** INPUT DATA follows **
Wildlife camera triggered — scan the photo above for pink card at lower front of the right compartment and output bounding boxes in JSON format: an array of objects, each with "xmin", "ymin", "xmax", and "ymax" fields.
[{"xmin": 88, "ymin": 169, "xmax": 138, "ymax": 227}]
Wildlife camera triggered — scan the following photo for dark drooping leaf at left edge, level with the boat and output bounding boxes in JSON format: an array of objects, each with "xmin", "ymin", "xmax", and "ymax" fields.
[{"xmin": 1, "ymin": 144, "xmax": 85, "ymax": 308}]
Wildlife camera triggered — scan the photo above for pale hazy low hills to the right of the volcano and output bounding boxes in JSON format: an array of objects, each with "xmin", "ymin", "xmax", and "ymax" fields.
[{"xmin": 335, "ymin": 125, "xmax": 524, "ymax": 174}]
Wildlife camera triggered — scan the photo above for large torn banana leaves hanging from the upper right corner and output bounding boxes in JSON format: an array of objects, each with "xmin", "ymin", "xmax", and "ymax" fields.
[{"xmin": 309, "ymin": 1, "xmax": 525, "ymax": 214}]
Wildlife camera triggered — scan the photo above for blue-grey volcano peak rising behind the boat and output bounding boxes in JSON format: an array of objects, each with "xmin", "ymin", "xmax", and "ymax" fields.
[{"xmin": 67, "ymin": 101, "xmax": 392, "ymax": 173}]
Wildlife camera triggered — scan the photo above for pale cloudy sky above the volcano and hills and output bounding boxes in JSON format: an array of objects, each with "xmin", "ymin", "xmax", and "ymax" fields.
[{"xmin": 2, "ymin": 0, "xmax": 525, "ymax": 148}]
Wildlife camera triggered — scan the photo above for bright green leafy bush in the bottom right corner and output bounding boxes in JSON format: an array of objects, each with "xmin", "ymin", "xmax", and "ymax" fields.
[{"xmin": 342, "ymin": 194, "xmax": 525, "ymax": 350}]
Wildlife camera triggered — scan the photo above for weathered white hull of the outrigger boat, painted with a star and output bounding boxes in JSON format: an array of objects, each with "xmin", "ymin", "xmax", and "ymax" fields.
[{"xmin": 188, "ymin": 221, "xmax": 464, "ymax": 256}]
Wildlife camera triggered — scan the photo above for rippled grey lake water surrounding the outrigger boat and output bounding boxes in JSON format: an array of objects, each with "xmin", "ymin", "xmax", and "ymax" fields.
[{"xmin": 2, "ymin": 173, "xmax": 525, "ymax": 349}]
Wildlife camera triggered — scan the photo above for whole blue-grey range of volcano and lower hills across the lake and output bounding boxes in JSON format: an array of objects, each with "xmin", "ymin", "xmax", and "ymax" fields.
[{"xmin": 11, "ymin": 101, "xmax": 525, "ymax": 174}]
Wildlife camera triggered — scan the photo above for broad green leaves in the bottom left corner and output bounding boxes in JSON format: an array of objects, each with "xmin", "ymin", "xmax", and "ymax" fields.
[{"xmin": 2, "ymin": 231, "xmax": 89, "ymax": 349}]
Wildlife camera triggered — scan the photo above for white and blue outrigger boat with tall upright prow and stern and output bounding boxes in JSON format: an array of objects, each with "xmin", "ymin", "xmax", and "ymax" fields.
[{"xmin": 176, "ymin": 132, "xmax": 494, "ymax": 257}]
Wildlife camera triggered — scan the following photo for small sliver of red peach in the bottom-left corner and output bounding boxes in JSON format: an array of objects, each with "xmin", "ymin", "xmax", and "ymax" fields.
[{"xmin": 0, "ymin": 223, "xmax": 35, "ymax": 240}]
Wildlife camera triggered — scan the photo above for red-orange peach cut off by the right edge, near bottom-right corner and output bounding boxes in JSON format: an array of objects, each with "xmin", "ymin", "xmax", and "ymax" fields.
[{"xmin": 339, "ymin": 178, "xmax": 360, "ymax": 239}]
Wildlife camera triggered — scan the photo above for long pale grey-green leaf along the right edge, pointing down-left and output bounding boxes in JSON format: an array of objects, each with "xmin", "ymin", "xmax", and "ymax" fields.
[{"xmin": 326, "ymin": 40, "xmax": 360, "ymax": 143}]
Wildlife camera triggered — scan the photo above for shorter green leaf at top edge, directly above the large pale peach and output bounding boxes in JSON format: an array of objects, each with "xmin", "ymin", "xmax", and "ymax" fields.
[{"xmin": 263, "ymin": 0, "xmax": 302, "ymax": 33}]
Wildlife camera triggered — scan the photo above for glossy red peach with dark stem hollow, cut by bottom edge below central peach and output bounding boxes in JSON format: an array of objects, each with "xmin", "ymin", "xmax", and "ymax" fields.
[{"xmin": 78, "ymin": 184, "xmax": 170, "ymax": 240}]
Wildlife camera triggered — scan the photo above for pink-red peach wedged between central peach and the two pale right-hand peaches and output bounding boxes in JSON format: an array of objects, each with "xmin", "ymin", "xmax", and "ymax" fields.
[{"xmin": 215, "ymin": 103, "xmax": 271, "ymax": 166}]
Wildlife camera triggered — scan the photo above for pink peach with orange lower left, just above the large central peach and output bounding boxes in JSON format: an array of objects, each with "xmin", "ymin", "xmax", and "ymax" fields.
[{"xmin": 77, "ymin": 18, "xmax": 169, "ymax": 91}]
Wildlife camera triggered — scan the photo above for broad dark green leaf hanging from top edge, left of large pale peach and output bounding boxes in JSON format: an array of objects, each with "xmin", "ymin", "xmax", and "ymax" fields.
** End of INPUT DATA **
◆ WHAT THE TASK ASKS:
All records shown above are to be given again verbatim.

◆ RESPONSE AREA:
Wildlife camera triggered — scan the photo above for pink card at lower front of the right compartment and output bounding boxes in JSON format: an array of objects, each with "xmin", "ymin", "xmax", and "ymax" fields.
[{"xmin": 88, "ymin": 169, "xmax": 138, "ymax": 227}]
Wildlife camera triggered — scan the following photo for dark drooping leaf at left edge, level with the boat and output bounding boxes in JSON format: an array of objects, each with "xmin", "ymin", "xmax", and "ymax" fields.
[{"xmin": 1, "ymin": 144, "xmax": 85, "ymax": 308}]
Wildlife camera triggered — scan the photo above for pale hazy low hills to the right of the volcano and output bounding boxes in JSON format: an array of objects, each with "xmin", "ymin", "xmax", and "ymax" fields.
[{"xmin": 335, "ymin": 125, "xmax": 524, "ymax": 174}]
Wildlife camera triggered — scan the photo above for large torn banana leaves hanging from the upper right corner and output bounding boxes in JSON format: an array of objects, each with "xmin", "ymin", "xmax", and "ymax" fields.
[{"xmin": 309, "ymin": 1, "xmax": 525, "ymax": 214}]
Wildlife camera triggered — scan the photo above for blue-grey volcano peak rising behind the boat and output bounding boxes in JSON format: an array of objects, each with "xmin", "ymin", "xmax", and "ymax" fields.
[{"xmin": 67, "ymin": 101, "xmax": 392, "ymax": 173}]
Wildlife camera triggered — scan the photo above for pale cloudy sky above the volcano and hills and output bounding boxes in JSON format: an array of objects, each with "xmin", "ymin", "xmax", and "ymax" fields.
[{"xmin": 2, "ymin": 0, "xmax": 525, "ymax": 148}]
Wildlife camera triggered — scan the photo above for bright green leafy bush in the bottom right corner and output bounding boxes in JSON format: an array of objects, each with "xmin", "ymin", "xmax", and "ymax" fields.
[{"xmin": 342, "ymin": 194, "xmax": 525, "ymax": 350}]
Wildlife camera triggered — scan the photo above for weathered white hull of the outrigger boat, painted with a star and output bounding boxes in JSON format: an array of objects, each with "xmin", "ymin", "xmax", and "ymax" fields.
[{"xmin": 188, "ymin": 221, "xmax": 464, "ymax": 256}]
Wildlife camera triggered — scan the photo above for rippled grey lake water surrounding the outrigger boat and output bounding boxes in JSON format: an array of objects, each with "xmin", "ymin", "xmax", and "ymax" fields.
[{"xmin": 2, "ymin": 173, "xmax": 525, "ymax": 349}]
Wildlife camera triggered — scan the photo above for whole blue-grey range of volcano and lower hills across the lake and output bounding boxes in JSON format: an array of objects, each with "xmin", "ymin", "xmax", and "ymax" fields.
[{"xmin": 11, "ymin": 101, "xmax": 525, "ymax": 174}]
Wildlife camera triggered — scan the photo above for broad green leaves in the bottom left corner and output bounding boxes in JSON format: an array of objects, each with "xmin", "ymin", "xmax", and "ymax" fields.
[{"xmin": 2, "ymin": 231, "xmax": 89, "ymax": 349}]
Wildlife camera triggered — scan the photo above for white and blue outrigger boat with tall upright prow and stern and output bounding boxes in JSON format: an array of objects, each with "xmin", "ymin", "xmax", and "ymax" fields.
[{"xmin": 176, "ymin": 132, "xmax": 494, "ymax": 257}]
Wildlife camera triggered — scan the following photo for small sliver of red peach in the bottom-left corner and output bounding boxes in JSON format: an array of objects, each with "xmin", "ymin", "xmax", and "ymax" fields.
[{"xmin": 0, "ymin": 223, "xmax": 35, "ymax": 240}]
Wildlife camera triggered — scan the photo above for red-orange peach cut off by the right edge, near bottom-right corner and output bounding boxes in JSON format: an array of objects, each with "xmin", "ymin", "xmax", and "ymax" fields.
[{"xmin": 339, "ymin": 178, "xmax": 360, "ymax": 239}]
Wildlife camera triggered — scan the photo above for long pale grey-green leaf along the right edge, pointing down-left and output bounding boxes in JSON format: an array of objects, each with "xmin", "ymin", "xmax", and "ymax" fields.
[{"xmin": 326, "ymin": 40, "xmax": 360, "ymax": 143}]
Wildlife camera triggered — scan the photo above for shorter green leaf at top edge, directly above the large pale peach and output bounding boxes in JSON format: an array of objects, each with "xmin", "ymin", "xmax", and "ymax" fields.
[{"xmin": 263, "ymin": 0, "xmax": 302, "ymax": 33}]
Wildlife camera triggered — scan the photo above for glossy red peach with dark stem hollow, cut by bottom edge below central peach and output bounding boxes in JSON format: an array of objects, each with "xmin", "ymin", "xmax", and "ymax" fields.
[{"xmin": 78, "ymin": 184, "xmax": 170, "ymax": 240}]
Wildlife camera triggered — scan the photo above for pink-red peach wedged between central peach and the two pale right-hand peaches and output bounding boxes in JSON format: an array of objects, each with "xmin", "ymin", "xmax", and "ymax" fields.
[{"xmin": 215, "ymin": 103, "xmax": 271, "ymax": 166}]
Wildlife camera triggered — scan the photo above for pink peach with orange lower left, just above the large central peach and output bounding boxes in JSON format: an array of objects, each with "xmin", "ymin", "xmax", and "ymax" fields.
[{"xmin": 77, "ymin": 18, "xmax": 169, "ymax": 91}]
Wildlife camera triggered — scan the photo above for broad dark green leaf hanging from top edge, left of large pale peach and output bounding boxes in JSON format: an array of objects, each with "xmin", "ymin", "xmax", and "ymax" fields.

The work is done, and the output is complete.